- _Your goal_
Find the line that contains "Target: yucca-like plant" in the entries below. Output it and each later line exactly, and nothing else.

- _Dataset extract_
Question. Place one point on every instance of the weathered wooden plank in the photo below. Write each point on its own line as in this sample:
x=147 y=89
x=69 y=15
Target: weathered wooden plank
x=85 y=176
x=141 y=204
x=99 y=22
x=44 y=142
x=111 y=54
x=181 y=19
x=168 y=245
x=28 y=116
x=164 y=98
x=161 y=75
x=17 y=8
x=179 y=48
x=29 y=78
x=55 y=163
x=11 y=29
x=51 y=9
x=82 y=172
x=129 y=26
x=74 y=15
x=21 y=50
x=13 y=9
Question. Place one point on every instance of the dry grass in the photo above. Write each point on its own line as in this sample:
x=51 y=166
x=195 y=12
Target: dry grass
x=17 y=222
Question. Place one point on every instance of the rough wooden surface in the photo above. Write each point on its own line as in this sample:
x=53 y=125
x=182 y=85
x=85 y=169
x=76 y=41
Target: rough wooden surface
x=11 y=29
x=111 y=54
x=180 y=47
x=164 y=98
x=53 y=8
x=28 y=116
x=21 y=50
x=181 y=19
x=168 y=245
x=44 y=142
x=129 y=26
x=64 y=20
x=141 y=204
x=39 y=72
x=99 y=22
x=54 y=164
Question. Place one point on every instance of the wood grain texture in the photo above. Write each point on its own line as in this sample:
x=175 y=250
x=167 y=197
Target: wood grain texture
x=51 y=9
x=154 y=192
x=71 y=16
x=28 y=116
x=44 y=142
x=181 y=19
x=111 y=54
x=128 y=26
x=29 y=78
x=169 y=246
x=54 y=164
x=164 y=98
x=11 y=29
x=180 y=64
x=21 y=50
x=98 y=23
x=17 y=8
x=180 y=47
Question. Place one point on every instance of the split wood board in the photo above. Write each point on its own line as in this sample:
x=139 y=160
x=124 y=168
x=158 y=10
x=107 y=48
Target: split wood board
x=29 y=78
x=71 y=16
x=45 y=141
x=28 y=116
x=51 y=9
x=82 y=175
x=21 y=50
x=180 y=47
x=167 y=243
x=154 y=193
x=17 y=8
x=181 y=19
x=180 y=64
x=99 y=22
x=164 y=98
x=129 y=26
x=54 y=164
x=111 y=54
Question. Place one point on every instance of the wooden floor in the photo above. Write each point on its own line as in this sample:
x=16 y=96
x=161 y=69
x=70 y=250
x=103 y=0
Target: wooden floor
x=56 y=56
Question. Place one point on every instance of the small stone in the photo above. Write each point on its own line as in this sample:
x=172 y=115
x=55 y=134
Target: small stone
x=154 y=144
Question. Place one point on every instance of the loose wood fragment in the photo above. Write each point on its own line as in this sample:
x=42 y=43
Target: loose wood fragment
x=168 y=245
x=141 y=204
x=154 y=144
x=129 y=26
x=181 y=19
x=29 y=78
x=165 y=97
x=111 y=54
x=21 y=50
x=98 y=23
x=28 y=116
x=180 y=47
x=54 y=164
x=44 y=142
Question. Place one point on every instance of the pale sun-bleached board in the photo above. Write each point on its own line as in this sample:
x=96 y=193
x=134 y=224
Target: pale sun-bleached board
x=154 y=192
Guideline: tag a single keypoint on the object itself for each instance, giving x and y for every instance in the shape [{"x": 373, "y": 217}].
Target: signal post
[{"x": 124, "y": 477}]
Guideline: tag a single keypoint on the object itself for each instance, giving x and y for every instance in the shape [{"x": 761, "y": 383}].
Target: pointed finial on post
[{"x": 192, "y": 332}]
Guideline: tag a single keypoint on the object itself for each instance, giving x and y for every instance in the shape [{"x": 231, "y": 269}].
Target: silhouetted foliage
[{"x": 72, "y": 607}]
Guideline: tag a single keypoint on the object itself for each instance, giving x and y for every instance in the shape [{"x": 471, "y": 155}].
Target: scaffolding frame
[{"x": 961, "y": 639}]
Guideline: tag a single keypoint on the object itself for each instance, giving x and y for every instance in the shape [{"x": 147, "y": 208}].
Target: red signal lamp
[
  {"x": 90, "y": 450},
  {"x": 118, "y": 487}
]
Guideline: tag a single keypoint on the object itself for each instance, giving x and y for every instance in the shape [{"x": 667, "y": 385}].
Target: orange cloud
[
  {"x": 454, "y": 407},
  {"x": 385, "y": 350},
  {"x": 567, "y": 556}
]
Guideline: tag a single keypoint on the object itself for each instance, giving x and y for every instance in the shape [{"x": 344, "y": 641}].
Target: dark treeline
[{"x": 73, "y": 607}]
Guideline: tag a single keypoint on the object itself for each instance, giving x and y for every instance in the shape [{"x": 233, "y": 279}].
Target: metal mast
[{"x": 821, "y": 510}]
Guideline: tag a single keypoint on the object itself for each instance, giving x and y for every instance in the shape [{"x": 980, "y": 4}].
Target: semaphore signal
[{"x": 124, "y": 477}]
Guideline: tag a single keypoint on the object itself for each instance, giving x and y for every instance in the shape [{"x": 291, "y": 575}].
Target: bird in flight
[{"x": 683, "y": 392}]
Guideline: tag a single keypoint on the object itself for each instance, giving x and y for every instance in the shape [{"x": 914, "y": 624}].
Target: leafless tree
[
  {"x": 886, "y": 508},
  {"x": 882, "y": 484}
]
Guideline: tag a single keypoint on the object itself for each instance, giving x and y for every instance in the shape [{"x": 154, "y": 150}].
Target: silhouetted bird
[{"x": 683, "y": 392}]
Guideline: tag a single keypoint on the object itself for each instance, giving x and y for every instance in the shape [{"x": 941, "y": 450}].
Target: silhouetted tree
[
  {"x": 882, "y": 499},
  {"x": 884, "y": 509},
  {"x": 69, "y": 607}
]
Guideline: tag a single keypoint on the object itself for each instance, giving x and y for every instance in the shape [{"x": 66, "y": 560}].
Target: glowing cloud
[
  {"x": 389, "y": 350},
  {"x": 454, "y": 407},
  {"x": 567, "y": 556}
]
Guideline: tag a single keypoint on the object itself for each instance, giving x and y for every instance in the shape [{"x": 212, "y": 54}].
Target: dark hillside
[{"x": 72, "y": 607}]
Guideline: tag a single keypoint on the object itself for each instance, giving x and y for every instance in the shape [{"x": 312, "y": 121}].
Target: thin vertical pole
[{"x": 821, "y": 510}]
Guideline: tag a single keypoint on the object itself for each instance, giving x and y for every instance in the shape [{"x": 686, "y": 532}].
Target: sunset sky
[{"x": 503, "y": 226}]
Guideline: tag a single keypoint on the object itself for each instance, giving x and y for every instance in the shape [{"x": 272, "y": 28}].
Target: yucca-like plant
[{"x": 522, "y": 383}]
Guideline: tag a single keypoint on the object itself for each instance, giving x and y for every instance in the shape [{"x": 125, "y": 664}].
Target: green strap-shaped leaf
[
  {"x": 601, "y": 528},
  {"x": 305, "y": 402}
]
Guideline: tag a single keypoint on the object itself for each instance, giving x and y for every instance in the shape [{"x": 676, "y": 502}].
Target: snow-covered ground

- _Written response_
Target: yucca-like plant
[{"x": 522, "y": 383}]
Guideline: tag a single keypoint on the object itself for each instance, giving x and y for every instance in the shape [{"x": 125, "y": 664}].
Target: green strap-shaped leaf
[
  {"x": 601, "y": 528},
  {"x": 305, "y": 402}
]
Guideline: tag a single keypoint on the object itself for each instance, giving x and y for every instance in the shape [{"x": 676, "y": 502}].
Target: snow-covered ground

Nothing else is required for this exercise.